> [Trecho da página]

▬▬▬

O servo permanece sábio enquanto é ignorante; mas quando sua ignorância cessa, seu saber desaparece.

Há três tipos de conhecimentos:

O conhecimento das pessoas comuns: é o da servidão e da soberania, da obediência e da infração, do inimigo e do eu.

O conhecimento da elite: é o da honra e da grandeza, do bem-agir e do bem-fazer, do sucesso também.

O conhecimento da elite na elite: é o da intimidade e das confidências, da amabilidade e do apaziguamento, e então é o do coração, do íntimo.

Não precisa ser convidado, ele é Seu conviva para sempre.

Chamei os humanos por cinquenta anos. Ninguém respondeu ao meu chamado. Desviei-me e fui sozinho a Ele. Descobri que eles já estavam com Ele.

Fui posto à prova pelo desfile dos dons: estenderam diante de mim os dons deste mundo: desviei-me deles. Ofereceram-me os dons do além: meu eu foi atraído; mas ele me avisou que eram apenas ilusões: eu os recusei. Constatando que não podiam me enganar, Ele me revelou os dons divinos.

Quando ele me fez avistar o domínio da unicidade, repudiei meu eu e fui a Deus. Clamei por Seu socorro:

— Meu Deus, eu Te invoco! Só resta Tu para minha súplica.

▬▬▬

> [O que fazer]
Copie, sem nenhuma alteração, o segmento do trecho da página acima que vai de "O conhecimento das" até "conviva para sempre.", inclusive.

> [Listagem]

▬▬▬

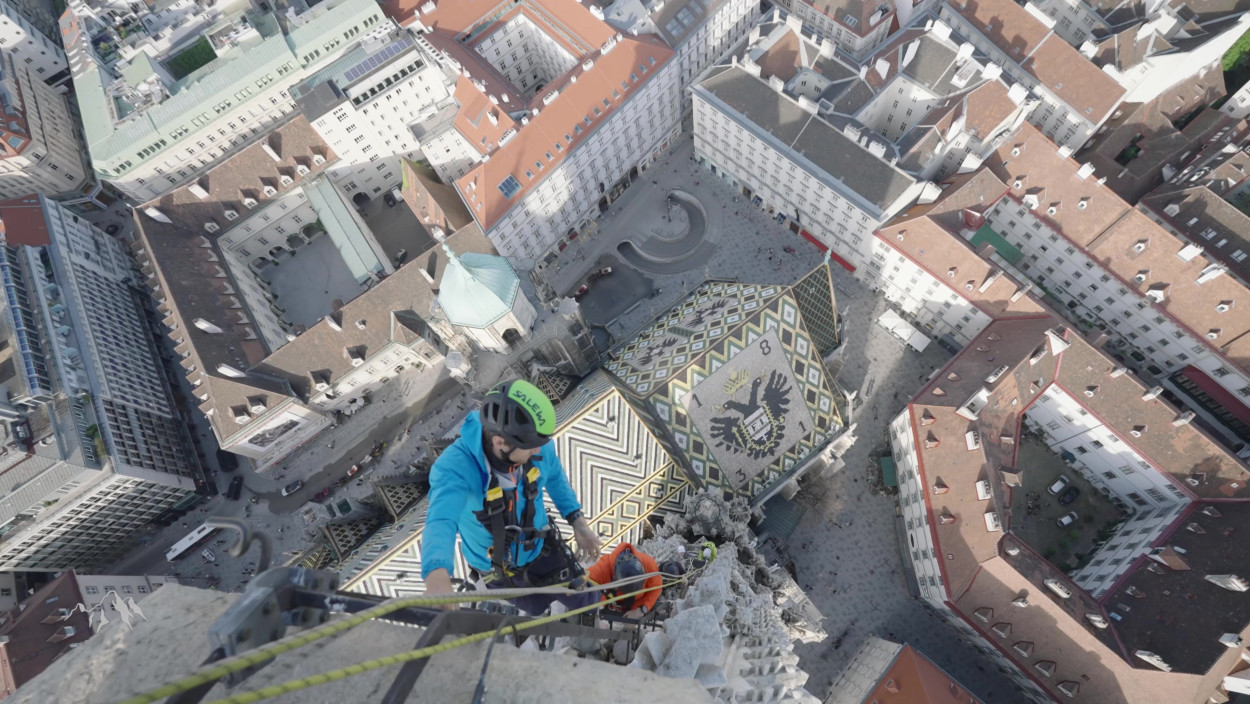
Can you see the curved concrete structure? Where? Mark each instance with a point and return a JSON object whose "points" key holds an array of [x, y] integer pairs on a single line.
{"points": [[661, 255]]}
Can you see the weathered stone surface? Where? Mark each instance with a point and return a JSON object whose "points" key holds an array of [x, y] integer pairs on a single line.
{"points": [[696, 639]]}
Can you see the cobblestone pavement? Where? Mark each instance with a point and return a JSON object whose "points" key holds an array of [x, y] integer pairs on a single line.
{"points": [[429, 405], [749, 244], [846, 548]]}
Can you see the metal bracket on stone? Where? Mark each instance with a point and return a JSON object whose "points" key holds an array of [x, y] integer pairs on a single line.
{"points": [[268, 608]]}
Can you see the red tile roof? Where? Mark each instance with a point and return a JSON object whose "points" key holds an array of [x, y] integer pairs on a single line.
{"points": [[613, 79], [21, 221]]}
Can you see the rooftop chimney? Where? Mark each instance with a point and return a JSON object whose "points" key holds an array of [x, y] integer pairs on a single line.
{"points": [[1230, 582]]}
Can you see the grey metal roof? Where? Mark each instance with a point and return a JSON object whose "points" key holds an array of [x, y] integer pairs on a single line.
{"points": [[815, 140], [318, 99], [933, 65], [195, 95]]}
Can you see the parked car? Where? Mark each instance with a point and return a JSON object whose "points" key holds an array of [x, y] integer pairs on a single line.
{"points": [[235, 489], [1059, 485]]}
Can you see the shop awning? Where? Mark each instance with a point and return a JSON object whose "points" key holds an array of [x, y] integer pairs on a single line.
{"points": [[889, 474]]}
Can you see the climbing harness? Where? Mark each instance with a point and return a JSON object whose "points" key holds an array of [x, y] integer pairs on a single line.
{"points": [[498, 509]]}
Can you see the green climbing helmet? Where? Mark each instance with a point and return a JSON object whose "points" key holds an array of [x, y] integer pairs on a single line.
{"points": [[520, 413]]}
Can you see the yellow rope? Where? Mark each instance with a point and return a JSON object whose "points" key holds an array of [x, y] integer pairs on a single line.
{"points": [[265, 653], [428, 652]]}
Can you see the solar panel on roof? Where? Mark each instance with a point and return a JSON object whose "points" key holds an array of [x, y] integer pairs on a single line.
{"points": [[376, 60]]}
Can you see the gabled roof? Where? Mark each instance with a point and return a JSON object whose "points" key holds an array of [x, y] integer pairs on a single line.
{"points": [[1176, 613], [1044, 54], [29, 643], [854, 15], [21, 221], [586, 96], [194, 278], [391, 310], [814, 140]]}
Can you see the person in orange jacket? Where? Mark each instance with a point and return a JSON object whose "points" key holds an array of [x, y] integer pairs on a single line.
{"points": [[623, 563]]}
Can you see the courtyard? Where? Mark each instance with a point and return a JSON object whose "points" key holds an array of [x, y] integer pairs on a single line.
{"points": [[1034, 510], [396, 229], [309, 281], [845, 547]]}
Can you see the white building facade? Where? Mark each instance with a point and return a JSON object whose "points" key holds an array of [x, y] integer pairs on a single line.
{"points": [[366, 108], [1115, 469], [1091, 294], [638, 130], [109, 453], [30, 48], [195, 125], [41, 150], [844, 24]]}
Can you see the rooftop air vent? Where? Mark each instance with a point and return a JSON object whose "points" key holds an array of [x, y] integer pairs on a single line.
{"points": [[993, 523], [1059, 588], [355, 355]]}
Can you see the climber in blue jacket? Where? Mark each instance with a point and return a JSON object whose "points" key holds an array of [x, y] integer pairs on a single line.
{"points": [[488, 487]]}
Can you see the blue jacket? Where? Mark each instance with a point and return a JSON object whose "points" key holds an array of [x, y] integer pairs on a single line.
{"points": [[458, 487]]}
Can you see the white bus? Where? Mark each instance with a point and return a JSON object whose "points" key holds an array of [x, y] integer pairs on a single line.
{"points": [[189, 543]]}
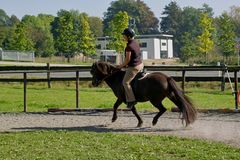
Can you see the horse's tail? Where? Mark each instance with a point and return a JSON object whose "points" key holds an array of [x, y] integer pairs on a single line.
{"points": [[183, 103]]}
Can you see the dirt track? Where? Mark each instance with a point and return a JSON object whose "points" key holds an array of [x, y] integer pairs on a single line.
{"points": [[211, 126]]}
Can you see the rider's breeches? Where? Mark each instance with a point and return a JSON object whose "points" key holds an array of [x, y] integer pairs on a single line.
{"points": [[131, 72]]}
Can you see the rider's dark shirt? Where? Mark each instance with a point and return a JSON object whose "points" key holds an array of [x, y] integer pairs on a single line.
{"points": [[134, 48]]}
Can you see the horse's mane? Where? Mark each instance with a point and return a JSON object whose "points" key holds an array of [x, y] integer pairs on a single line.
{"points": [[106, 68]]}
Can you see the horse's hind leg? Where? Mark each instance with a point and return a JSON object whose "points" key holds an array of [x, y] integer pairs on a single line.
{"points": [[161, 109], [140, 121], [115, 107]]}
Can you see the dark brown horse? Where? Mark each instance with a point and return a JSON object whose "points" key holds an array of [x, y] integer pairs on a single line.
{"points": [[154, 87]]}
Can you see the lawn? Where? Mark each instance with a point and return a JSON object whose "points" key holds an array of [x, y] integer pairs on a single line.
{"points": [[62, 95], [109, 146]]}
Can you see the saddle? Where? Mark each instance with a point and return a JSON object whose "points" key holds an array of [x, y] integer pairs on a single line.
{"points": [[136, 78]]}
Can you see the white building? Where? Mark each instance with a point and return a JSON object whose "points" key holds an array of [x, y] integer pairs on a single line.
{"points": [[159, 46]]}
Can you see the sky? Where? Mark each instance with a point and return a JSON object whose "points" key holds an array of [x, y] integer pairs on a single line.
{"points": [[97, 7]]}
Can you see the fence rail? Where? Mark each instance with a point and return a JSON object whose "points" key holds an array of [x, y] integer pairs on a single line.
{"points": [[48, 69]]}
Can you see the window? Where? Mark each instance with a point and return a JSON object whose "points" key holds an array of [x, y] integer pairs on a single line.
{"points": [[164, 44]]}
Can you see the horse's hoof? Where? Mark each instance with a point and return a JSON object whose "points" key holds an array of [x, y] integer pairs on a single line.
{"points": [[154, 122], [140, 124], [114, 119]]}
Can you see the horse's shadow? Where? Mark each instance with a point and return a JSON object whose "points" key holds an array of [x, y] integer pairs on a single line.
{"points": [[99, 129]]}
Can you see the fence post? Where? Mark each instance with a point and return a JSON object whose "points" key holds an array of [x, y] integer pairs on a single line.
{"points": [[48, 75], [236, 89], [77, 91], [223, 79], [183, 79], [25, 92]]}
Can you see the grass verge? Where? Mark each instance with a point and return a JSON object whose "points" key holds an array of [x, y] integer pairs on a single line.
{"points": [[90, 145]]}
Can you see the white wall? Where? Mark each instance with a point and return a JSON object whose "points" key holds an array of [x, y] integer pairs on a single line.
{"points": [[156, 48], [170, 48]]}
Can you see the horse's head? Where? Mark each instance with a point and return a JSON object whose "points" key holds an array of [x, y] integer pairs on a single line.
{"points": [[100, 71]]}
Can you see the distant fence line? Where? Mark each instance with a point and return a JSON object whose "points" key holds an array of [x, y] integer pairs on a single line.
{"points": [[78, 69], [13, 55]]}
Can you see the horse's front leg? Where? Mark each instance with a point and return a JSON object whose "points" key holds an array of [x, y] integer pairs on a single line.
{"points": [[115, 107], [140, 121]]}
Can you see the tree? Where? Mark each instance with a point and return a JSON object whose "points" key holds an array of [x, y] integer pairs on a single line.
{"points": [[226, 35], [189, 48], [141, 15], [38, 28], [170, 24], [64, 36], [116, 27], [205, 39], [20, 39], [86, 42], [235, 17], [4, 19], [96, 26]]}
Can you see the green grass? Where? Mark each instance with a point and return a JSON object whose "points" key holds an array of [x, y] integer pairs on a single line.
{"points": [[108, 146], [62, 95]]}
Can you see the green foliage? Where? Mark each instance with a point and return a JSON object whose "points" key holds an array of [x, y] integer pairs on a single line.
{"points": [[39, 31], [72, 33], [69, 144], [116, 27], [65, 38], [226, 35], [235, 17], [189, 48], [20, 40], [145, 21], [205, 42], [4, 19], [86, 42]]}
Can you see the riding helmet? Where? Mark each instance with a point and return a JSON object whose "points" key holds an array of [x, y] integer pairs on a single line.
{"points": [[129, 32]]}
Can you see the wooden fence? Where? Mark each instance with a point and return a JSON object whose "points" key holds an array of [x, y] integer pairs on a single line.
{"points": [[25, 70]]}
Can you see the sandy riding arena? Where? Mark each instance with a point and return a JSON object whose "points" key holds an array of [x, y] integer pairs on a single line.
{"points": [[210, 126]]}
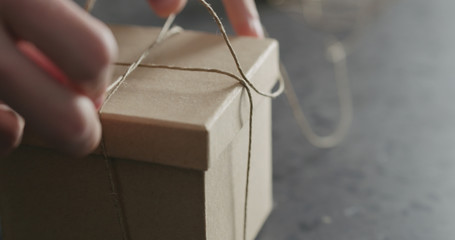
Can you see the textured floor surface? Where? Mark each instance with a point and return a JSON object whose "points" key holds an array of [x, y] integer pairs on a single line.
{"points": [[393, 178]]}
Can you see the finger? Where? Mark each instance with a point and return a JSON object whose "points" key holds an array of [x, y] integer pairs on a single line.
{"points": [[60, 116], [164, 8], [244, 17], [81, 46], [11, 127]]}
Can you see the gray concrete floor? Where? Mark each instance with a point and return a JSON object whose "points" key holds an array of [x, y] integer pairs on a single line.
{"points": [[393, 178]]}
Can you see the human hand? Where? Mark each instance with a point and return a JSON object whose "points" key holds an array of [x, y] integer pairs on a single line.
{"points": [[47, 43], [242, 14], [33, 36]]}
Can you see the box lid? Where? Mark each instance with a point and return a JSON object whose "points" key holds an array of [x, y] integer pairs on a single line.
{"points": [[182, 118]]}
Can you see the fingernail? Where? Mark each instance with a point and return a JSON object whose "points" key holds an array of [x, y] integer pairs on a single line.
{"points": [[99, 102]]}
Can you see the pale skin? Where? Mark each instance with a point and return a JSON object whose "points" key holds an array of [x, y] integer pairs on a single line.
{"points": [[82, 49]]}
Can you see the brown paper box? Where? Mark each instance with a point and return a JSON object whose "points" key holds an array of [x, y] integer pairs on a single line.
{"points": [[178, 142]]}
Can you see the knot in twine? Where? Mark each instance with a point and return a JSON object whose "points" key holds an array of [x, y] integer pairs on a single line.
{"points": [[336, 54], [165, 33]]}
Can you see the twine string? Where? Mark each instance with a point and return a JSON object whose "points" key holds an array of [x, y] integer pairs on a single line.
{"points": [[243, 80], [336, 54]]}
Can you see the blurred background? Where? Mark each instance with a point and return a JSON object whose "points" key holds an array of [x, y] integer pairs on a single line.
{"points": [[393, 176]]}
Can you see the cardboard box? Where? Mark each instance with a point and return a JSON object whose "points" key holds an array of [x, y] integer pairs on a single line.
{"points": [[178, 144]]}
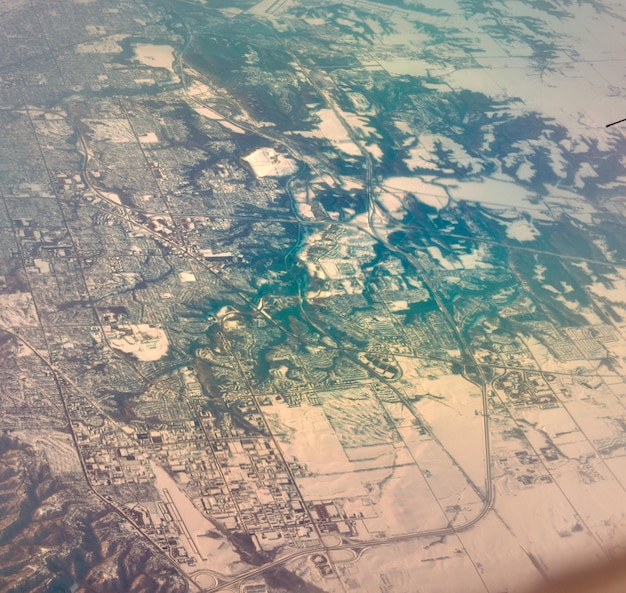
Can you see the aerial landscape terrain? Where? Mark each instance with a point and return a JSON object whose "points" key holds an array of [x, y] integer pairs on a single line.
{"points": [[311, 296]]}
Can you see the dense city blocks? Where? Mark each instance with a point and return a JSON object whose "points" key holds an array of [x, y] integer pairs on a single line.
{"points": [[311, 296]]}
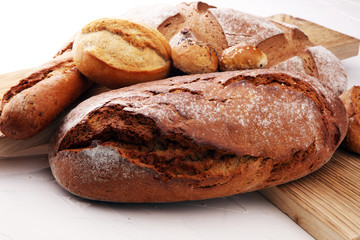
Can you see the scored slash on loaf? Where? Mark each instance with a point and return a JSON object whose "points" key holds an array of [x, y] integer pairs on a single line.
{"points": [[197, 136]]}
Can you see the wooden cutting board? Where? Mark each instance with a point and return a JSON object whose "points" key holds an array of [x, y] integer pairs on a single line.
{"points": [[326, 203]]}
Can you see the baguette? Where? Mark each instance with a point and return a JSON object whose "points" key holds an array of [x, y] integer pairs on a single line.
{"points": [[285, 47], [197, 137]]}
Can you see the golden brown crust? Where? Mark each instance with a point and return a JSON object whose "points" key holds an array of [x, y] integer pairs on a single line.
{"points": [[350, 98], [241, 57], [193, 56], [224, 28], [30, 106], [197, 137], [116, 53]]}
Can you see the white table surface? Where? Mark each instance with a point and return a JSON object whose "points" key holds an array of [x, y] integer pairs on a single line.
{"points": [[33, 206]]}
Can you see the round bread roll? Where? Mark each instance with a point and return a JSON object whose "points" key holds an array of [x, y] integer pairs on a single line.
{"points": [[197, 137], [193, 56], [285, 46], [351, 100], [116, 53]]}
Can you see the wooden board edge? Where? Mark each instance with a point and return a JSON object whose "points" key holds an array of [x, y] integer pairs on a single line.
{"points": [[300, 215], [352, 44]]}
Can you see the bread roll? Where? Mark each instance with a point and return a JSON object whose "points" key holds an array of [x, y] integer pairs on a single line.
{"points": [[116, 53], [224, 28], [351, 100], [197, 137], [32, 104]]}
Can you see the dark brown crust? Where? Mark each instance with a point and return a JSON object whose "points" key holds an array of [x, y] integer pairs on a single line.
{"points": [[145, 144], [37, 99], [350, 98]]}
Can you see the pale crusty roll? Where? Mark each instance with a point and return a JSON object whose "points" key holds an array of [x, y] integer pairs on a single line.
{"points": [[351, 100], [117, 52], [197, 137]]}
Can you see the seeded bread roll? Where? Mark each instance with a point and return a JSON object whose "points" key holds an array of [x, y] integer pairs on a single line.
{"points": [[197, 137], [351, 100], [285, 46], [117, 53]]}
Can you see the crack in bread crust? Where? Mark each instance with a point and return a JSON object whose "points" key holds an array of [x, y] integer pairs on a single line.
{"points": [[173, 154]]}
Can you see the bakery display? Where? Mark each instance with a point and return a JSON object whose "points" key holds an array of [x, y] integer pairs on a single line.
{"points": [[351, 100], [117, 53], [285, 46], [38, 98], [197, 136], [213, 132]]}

▬▬▬

> [Resposta à tarefa]
O conhecimento das pessoas comuns: é o da servidão e da soberania, da obediência e da infração, do inimigo e do eu.

O conhecimento da elite: é o da honra e da grandeza, do bem-agir e do bem-fazer, do sucesso também.

O conhecimento da elite na elite: é o da intimidade e das confidências, da amabilidade e do apaziguamento, e então é o do coração, do íntimo.

Não precisa ser convidado, ele é Seu conviva para sempre.